- **WRITTEN TASKS**:
1 > In the neural networks text, how many dimensions does the project's embedding space have?
2 > Summarize the neural networks text in two sentences.
3 > For each statement, answer yes or no based on the neural networks text, and quote the words that decide it.
(a) The image network is highlighted in yellow.
(b) The image embeddings are normalized to unit length.
(c) The attribute network processes only the positive attribute vector.

- **EXCERPTED TEXT**:
--- begin ---

Neural Networks#

To develop an attribute-based image retrieval system, you need an architecture that maps both images and attributes into a shared embedding space. This architecture consists of two distinct networks, one for images and another for attributes, that work in tandem to facilitate the comparison between images and attributes.

The figure below illustrates the overall architecture for processing a triplet, which includes an image, a positive attribute vector, and a negative attribute vector. In this setup, the image network (highlighted in blue) processes the image, while the attribute network (highlighted in yellow) processes both positive and negative attribute vectors in a Siamese-like configuration. The networks map their inputs into a shared embedding space, enabling the calculation of similarity scores between images and attributes.

Architecture

Architectural details#

  • The dimensionality of the embedding space is chosen based on the complexity of the relationships you wish to capture. While typical dimensions range from 100 to 500, this project employs a 300-dimensional space to balance expressiveness with computational efficiency.

  • A convolutional neural network is used to generate image embeddings. The network leverages a pre-trained backbone (such as MobileNet or ResNet-50) for robust feature extraction, followed by a custom head that maps these features into the 300-dimensional embedding space. The output is normalized to ensure that all image embeddings have unit length, simplifying subsequent similarity computations.

--- end ---

- **DATA SHOWN**:
--- begin ---

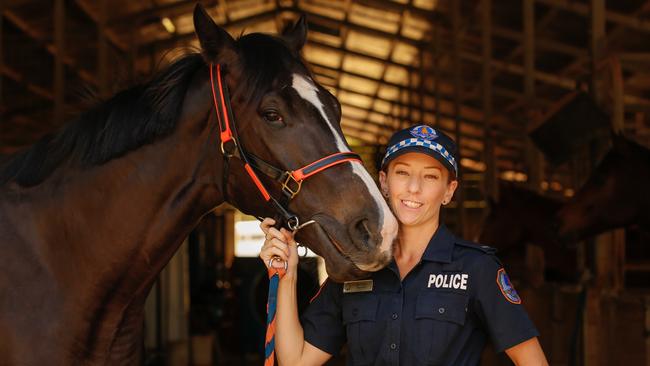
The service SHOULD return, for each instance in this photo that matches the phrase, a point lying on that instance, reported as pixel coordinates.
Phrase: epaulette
(483, 248)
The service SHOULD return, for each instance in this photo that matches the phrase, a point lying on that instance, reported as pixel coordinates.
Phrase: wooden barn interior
(533, 91)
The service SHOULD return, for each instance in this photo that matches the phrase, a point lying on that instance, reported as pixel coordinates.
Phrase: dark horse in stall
(522, 217)
(614, 196)
(90, 215)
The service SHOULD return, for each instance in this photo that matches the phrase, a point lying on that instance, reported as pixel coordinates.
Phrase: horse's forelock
(263, 59)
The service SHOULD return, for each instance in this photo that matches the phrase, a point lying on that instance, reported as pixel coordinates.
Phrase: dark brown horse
(524, 217)
(613, 197)
(90, 215)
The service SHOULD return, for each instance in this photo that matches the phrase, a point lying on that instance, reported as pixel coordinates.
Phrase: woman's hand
(281, 244)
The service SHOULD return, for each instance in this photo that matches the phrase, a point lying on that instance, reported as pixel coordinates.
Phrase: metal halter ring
(291, 191)
(274, 258)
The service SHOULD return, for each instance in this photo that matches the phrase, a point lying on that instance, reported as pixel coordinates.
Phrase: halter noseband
(290, 181)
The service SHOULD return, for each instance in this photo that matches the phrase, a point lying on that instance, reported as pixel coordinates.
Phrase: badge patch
(506, 287)
(424, 132)
(357, 286)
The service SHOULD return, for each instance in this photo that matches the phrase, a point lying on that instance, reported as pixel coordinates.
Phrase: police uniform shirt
(442, 313)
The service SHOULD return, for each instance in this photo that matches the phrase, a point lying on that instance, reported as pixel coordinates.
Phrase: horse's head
(288, 120)
(603, 202)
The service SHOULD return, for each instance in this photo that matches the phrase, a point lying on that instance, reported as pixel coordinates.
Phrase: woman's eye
(273, 117)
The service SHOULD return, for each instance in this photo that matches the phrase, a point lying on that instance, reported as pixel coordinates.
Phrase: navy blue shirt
(441, 313)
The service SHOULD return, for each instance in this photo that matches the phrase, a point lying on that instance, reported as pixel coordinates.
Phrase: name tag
(357, 286)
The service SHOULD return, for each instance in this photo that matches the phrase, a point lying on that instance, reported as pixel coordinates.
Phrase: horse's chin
(339, 266)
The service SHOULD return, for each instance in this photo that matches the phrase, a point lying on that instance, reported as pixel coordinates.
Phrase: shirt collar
(441, 246)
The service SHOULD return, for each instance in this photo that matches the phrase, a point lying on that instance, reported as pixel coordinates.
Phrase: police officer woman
(436, 303)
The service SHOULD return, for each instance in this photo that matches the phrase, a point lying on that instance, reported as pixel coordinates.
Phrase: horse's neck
(118, 225)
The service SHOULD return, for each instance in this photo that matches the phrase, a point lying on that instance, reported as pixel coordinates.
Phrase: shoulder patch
(506, 287)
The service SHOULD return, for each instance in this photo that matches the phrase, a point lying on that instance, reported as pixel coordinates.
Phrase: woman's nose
(414, 184)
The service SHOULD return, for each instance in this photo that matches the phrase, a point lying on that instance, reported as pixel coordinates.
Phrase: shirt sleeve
(322, 322)
(499, 306)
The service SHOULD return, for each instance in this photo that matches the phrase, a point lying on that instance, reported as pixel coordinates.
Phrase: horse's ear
(214, 39)
(296, 35)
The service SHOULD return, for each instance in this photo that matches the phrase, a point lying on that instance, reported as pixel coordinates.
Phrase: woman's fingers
(266, 224)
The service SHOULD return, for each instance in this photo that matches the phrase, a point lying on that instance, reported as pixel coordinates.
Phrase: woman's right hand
(280, 244)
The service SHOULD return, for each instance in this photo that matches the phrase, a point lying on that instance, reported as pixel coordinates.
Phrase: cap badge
(424, 132)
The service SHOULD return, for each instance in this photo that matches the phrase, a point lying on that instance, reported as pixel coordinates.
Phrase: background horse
(524, 217)
(613, 196)
(90, 215)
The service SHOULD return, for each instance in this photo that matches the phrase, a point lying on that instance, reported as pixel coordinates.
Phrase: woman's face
(417, 184)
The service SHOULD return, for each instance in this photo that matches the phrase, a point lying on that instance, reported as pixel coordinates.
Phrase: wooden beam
(184, 37)
(469, 114)
(94, 15)
(16, 76)
(583, 9)
(44, 40)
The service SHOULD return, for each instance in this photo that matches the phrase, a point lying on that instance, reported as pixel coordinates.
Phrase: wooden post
(460, 197)
(647, 330)
(533, 157)
(2, 106)
(593, 325)
(491, 185)
(102, 49)
(437, 54)
(59, 67)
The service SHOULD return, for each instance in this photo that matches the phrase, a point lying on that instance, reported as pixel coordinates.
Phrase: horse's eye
(273, 117)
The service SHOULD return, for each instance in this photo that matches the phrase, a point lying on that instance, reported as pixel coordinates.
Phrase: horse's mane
(131, 118)
(146, 112)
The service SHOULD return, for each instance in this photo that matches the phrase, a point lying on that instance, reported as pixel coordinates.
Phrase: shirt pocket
(360, 321)
(439, 318)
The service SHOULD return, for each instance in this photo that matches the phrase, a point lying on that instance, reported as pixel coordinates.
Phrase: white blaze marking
(309, 92)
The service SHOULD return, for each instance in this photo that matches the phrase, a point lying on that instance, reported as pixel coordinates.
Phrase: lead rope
(275, 274)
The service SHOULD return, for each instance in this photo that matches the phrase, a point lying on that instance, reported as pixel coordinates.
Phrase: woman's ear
(451, 188)
(382, 183)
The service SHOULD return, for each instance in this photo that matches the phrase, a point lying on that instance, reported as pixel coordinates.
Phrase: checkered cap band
(439, 149)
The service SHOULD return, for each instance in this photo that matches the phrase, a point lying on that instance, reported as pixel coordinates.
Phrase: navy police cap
(423, 139)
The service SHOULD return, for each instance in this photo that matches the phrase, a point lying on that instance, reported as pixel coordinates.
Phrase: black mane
(130, 119)
(146, 112)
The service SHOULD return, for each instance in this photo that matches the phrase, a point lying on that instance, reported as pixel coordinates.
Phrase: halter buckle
(291, 186)
(230, 153)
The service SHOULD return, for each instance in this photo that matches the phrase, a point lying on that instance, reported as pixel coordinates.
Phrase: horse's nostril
(361, 232)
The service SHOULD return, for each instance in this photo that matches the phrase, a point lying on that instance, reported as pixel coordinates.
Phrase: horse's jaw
(330, 237)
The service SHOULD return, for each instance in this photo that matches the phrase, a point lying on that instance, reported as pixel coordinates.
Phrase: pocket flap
(359, 308)
(445, 306)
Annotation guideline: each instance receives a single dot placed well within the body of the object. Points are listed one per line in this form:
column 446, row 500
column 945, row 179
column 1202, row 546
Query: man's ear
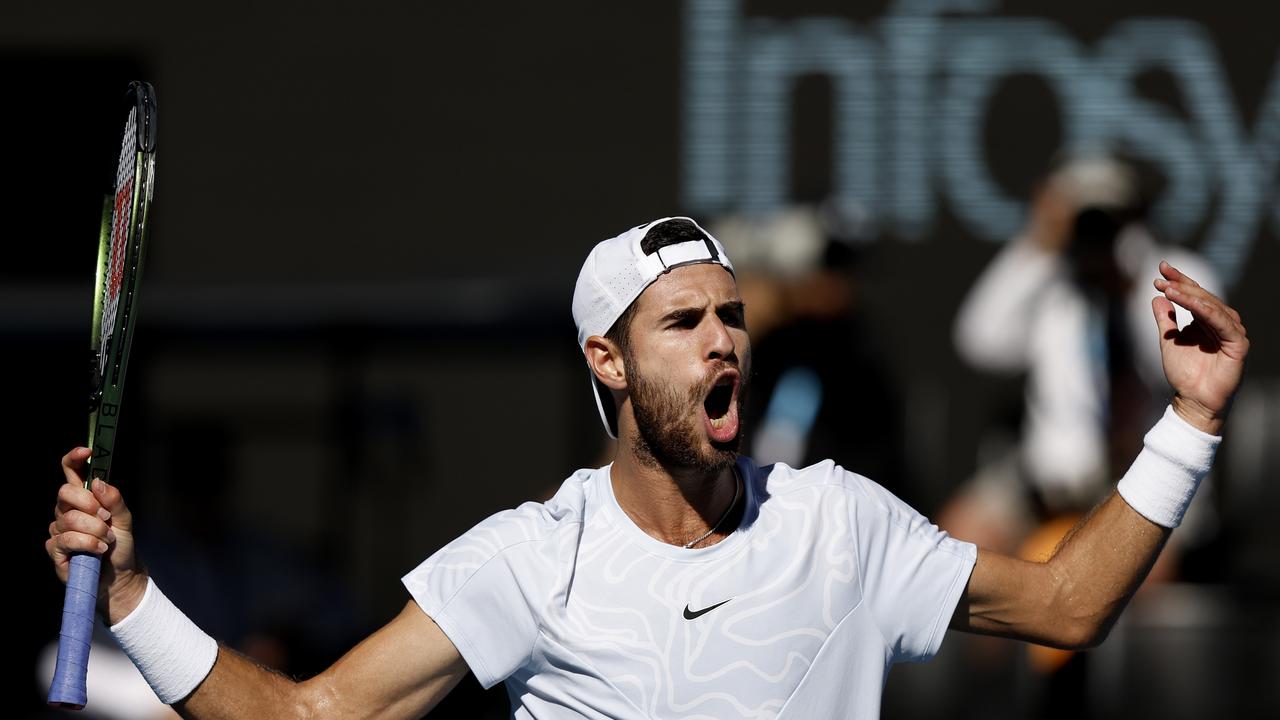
column 604, row 358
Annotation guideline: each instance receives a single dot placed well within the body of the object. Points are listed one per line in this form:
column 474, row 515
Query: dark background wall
column 355, row 337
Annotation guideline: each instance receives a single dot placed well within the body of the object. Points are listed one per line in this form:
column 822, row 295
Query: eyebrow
column 696, row 310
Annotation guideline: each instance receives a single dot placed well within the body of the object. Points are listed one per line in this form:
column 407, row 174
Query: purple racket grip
column 68, row 688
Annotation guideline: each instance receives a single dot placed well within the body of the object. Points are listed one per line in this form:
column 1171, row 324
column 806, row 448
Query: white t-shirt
column 800, row 613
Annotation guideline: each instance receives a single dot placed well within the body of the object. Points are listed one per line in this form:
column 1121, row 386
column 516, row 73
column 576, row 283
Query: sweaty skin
column 688, row 322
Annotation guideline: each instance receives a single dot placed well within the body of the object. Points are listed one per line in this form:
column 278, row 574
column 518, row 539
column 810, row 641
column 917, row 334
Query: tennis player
column 684, row 579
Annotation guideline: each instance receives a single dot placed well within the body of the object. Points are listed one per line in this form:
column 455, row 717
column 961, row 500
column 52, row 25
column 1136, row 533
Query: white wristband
column 169, row 650
column 1161, row 482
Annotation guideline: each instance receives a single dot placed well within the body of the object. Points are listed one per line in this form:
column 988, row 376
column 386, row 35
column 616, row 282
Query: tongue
column 723, row 428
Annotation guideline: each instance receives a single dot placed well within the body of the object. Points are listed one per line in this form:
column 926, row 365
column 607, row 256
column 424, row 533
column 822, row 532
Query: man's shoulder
column 533, row 522
column 780, row 477
column 526, row 540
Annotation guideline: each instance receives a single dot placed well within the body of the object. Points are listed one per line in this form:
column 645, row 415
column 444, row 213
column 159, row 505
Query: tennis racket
column 119, row 269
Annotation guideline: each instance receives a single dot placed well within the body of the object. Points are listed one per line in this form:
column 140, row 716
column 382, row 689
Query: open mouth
column 721, row 408
column 717, row 401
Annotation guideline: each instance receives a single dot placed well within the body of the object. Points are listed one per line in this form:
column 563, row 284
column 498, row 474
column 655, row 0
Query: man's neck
column 675, row 505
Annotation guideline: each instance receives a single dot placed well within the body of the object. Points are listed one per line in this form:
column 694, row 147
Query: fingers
column 1203, row 305
column 113, row 502
column 72, row 497
column 74, row 463
column 1166, row 320
column 80, row 532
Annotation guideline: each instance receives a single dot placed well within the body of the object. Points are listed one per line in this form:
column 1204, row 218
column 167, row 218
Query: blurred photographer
column 1068, row 302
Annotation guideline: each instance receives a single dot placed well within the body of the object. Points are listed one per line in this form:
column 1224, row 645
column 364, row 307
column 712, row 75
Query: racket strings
column 122, row 217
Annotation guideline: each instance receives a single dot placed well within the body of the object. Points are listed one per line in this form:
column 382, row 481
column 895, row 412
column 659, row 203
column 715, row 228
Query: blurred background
column 355, row 338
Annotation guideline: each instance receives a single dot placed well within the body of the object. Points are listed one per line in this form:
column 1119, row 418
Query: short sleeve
column 913, row 573
column 484, row 591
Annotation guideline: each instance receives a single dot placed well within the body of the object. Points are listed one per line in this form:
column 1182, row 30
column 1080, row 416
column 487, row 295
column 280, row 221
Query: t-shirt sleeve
column 913, row 573
column 483, row 591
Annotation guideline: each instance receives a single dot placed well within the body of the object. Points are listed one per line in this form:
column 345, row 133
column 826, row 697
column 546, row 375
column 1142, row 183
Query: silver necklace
column 737, row 487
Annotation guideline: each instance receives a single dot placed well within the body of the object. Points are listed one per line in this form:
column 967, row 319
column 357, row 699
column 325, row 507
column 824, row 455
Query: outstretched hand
column 1205, row 360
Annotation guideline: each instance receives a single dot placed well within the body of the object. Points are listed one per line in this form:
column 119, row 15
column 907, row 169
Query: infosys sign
column 910, row 96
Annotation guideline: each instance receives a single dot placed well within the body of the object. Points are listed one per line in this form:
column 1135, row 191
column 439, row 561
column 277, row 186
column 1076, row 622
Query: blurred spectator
column 818, row 388
column 1069, row 304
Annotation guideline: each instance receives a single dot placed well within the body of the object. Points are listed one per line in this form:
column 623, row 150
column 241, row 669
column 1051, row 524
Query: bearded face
column 670, row 419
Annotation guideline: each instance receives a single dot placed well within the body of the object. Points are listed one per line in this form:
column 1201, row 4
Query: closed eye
column 686, row 318
column 732, row 314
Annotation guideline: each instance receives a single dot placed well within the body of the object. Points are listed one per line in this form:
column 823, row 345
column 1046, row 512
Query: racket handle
column 68, row 688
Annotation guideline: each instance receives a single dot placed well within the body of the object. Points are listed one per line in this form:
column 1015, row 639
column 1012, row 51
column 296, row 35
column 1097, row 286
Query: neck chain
column 737, row 487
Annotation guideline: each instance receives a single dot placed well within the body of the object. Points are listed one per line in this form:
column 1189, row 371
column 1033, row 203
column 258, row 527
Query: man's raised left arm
column 1073, row 600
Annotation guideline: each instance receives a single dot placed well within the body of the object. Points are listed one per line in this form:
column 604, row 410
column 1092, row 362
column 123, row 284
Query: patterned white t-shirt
column 800, row 613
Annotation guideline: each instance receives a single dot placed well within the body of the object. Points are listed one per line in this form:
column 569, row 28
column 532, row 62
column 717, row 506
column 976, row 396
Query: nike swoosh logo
column 695, row 614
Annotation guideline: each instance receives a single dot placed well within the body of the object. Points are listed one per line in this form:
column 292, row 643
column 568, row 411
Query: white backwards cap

--- end ---

- **SOLUTIONS TO EACH TASK**:
1 > 300

2 > An attribute-based image retrieval system uses two networks, one for images and one for attributes, that map their inputs into a shared embedding space so similarity scores between images and attributes can be calculated. The project uses a 300-dimensional space, with image embeddings produced by a convolutional neural network that combines a pre-trained backbone with a custom head and normalizes its output to unit length.

3 >
(a) No: "the image network (highlighted in blue) processes the image"
(b) Yes: "The output is normalized to ensure that all image embeddings have unit length"
(c) No: "the attribute network (highlighted in yellow) processes both positive and negative attribute vectors"